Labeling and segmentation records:
•••

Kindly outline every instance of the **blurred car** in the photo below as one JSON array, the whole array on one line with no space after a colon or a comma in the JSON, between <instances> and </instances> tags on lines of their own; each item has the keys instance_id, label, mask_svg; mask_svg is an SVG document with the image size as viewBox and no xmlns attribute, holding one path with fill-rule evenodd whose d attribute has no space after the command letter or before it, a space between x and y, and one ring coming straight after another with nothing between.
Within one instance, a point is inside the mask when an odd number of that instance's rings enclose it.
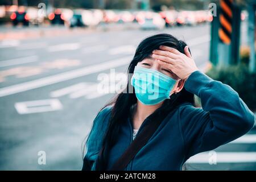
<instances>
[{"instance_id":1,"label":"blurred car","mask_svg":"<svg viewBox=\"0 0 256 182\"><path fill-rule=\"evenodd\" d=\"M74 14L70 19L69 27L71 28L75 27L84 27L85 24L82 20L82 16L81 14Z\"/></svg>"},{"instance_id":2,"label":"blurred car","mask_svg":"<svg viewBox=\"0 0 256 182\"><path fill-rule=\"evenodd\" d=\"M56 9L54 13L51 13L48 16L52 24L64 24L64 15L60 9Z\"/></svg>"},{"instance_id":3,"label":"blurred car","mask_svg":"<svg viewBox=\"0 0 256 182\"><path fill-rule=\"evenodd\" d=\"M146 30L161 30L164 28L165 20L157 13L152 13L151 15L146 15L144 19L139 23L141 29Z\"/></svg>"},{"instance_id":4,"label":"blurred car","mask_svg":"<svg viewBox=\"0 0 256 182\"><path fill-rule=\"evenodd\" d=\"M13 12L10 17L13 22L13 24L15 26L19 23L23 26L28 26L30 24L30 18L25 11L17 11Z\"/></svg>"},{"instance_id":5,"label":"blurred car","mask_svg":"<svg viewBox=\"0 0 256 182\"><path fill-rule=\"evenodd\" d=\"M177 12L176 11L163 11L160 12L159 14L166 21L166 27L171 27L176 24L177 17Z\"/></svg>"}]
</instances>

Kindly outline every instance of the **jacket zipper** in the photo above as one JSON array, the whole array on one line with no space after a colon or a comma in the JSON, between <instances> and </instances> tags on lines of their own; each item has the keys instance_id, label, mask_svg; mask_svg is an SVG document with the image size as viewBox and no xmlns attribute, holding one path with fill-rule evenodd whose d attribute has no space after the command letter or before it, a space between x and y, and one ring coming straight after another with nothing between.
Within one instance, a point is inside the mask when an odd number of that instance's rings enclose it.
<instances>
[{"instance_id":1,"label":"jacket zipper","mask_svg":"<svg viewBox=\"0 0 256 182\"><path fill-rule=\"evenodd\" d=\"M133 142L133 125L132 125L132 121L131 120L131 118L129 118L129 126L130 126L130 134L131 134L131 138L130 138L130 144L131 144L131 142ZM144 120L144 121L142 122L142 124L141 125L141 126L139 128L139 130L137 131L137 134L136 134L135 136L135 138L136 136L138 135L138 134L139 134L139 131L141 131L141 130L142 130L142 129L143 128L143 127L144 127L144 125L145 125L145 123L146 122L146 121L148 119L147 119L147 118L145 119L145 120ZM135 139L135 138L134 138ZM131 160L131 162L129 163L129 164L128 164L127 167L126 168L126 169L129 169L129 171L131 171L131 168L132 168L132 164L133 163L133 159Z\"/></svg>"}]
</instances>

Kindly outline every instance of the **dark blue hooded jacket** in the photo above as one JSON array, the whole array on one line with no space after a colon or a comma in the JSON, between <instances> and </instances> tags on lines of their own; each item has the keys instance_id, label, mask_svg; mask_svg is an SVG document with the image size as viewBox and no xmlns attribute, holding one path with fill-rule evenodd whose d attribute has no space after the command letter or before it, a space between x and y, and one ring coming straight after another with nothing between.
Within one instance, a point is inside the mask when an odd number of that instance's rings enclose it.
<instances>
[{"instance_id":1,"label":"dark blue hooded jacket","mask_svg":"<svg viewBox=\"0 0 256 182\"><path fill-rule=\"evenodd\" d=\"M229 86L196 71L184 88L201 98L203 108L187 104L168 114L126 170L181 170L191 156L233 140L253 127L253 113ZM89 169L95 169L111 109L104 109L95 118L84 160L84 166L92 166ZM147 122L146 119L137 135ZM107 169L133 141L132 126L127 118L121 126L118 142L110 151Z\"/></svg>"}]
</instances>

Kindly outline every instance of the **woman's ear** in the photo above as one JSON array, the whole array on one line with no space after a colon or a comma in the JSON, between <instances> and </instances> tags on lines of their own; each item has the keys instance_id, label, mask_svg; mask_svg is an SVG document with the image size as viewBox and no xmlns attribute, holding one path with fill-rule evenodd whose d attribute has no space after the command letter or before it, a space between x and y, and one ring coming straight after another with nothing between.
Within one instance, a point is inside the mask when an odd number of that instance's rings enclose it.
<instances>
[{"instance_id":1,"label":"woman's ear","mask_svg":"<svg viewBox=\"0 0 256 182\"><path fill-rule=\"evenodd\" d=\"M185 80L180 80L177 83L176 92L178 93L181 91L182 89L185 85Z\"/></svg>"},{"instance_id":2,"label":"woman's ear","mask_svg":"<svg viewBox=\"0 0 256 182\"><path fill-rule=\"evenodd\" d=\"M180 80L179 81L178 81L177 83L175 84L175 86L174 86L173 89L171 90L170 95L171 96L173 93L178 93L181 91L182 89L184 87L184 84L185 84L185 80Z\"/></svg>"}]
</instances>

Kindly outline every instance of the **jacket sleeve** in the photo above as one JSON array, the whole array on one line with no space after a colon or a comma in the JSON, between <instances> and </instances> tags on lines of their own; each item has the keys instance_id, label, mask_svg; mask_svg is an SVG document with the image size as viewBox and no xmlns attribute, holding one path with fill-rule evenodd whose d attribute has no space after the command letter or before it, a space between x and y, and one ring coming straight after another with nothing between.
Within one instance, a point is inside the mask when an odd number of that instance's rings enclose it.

•••

Written instruction:
Working from the material above, transcribe it exactly while omitting pictures.

Exercise response:
Kindly outline every instance of the **blurred car** in the photo below as one JSON array, the whole array on one line with no space after a colon or a comma in the JSON, between <instances> and </instances> tags on lines of their own; each item has the keys instance_id, label, mask_svg; mask_svg is an SVG document with the image size as viewBox and no xmlns attribute, holding one path with fill-rule evenodd whose d attribute has no space after the command letter or before it, a space between x and y, and one ring coming straight after another with nothing between.
Within one instance, a point is inside the mask when an odd number of that instance's rings enclose it.
<instances>
[{"instance_id":1,"label":"blurred car","mask_svg":"<svg viewBox=\"0 0 256 182\"><path fill-rule=\"evenodd\" d=\"M74 14L70 19L69 27L71 28L75 27L84 27L85 24L82 20L82 16L81 14Z\"/></svg>"},{"instance_id":2,"label":"blurred car","mask_svg":"<svg viewBox=\"0 0 256 182\"><path fill-rule=\"evenodd\" d=\"M56 9L54 13L51 13L48 16L52 24L64 24L64 15L60 9Z\"/></svg>"},{"instance_id":3,"label":"blurred car","mask_svg":"<svg viewBox=\"0 0 256 182\"><path fill-rule=\"evenodd\" d=\"M146 30L161 30L164 28L165 20L157 13L152 13L151 15L146 15L144 19L139 23L141 29Z\"/></svg>"},{"instance_id":4,"label":"blurred car","mask_svg":"<svg viewBox=\"0 0 256 182\"><path fill-rule=\"evenodd\" d=\"M13 12L10 17L13 22L13 24L15 26L19 23L23 26L28 26L30 24L30 18L25 11L17 11Z\"/></svg>"},{"instance_id":5,"label":"blurred car","mask_svg":"<svg viewBox=\"0 0 256 182\"><path fill-rule=\"evenodd\" d=\"M177 12L176 11L163 11L160 12L159 14L166 21L166 27L171 27L176 24L177 17Z\"/></svg>"}]
</instances>

Kindly outline every instance of the **jacket zipper** in the photo above as one JSON array, the whole array on one line with no space after a colon or a comma in the JSON, between <instances> and </instances> tags on lines of their own; each item has the keys instance_id, label, mask_svg; mask_svg is an SVG document with the image size as viewBox and no xmlns attribute, holding one path with fill-rule evenodd whose d attribute has no space after the command letter or before it, a space between x and y, and one ring coming straight after another with nothing between.
Within one instance, a point is inside the mask when an odd number of that instance's rings enclose it.
<instances>
[{"instance_id":1,"label":"jacket zipper","mask_svg":"<svg viewBox=\"0 0 256 182\"><path fill-rule=\"evenodd\" d=\"M133 142L133 125L132 125L132 121L131 120L131 118L129 118L129 126L130 126L130 134L131 134L131 138L130 138L130 144L131 144L131 142ZM144 120L144 121L142 122L142 124L141 125L141 126L139 128L139 130L137 131L137 134L136 134L135 136L135 138L136 136L138 135L138 134L139 134L139 131L141 131L141 130L142 130L142 129L143 128L143 127L144 127L144 125L145 125L145 123L146 122L146 121L148 119L147 119L147 118L145 119L145 120ZM135 139L135 138L134 138ZM131 160L131 162L129 163L129 164L128 164L127 167L126 168L126 169L129 169L129 171L131 171L131 168L132 168L132 164L133 163L133 159Z\"/></svg>"}]
</instances>

Kindly outline every instance of the **dark blue hooded jacket** in the photo above as one JSON array, the whole array on one line with no space after a colon or a comma in the JSON, between <instances> and </instances> tags on lines of their own; each item has the keys instance_id, label, mask_svg; mask_svg is an SVG document with the image size as viewBox and no xmlns attribute, holding one path with fill-rule evenodd whose d attribute has no space after the command letter or before it, a space between x and y, and one ring coming straight after another with nothing between.
Within one instance, a point is inside the mask when an odd number of that instance's rings enclose it.
<instances>
[{"instance_id":1,"label":"dark blue hooded jacket","mask_svg":"<svg viewBox=\"0 0 256 182\"><path fill-rule=\"evenodd\" d=\"M229 86L196 71L184 88L201 98L203 108L187 104L168 114L126 170L181 170L191 156L233 140L253 127L253 113ZM89 169L95 169L111 109L104 109L95 118L84 160L84 166L92 166ZM147 122L146 119L137 135ZM107 169L133 141L132 126L127 118L121 126L118 142L110 151Z\"/></svg>"}]
</instances>

Kindly outline every instance of the **woman's ear** in the photo above as one JSON array, the whole array on one line with no space after a colon or a comma in the JSON, between <instances> and </instances> tags on lines of their own; each item has the keys instance_id, label, mask_svg; mask_svg is an SVG document with the image size as viewBox and no xmlns attribute, holding one path with fill-rule evenodd whose d attribute has no space after the command letter or before it, a space between x and y, and one ring coming straight after another with nothing between.
Within one instance, a point is inside the mask when an odd number of that instance's rings enclose it.
<instances>
[{"instance_id":1,"label":"woman's ear","mask_svg":"<svg viewBox=\"0 0 256 182\"><path fill-rule=\"evenodd\" d=\"M185 80L180 80L177 83L176 92L178 93L181 91L182 89L185 85Z\"/></svg>"},{"instance_id":2,"label":"woman's ear","mask_svg":"<svg viewBox=\"0 0 256 182\"><path fill-rule=\"evenodd\" d=\"M180 80L179 81L178 81L177 83L175 84L175 86L174 86L173 89L171 90L170 95L171 96L173 93L178 93L181 91L182 89L184 87L184 84L185 84L185 80Z\"/></svg>"}]
</instances>

Kindly outline every instance of the **jacket sleeve** in the photo above as one JSON array, the whole array on one line with no space after a colon or a comma in the JSON, between <instances> and </instances> tags on lines of their own; each item has the keys instance_id, label, mask_svg; mask_svg is an SVG document with the image size as viewBox and no xmlns attribute, holding one path with fill-rule evenodd whose d attribute has no space after the command letter or before it, a space between x and y, and one ring coming straight after another with nothing between.
Within one instance, a point is inside the mask when an odd number of that instance's rings enclose it.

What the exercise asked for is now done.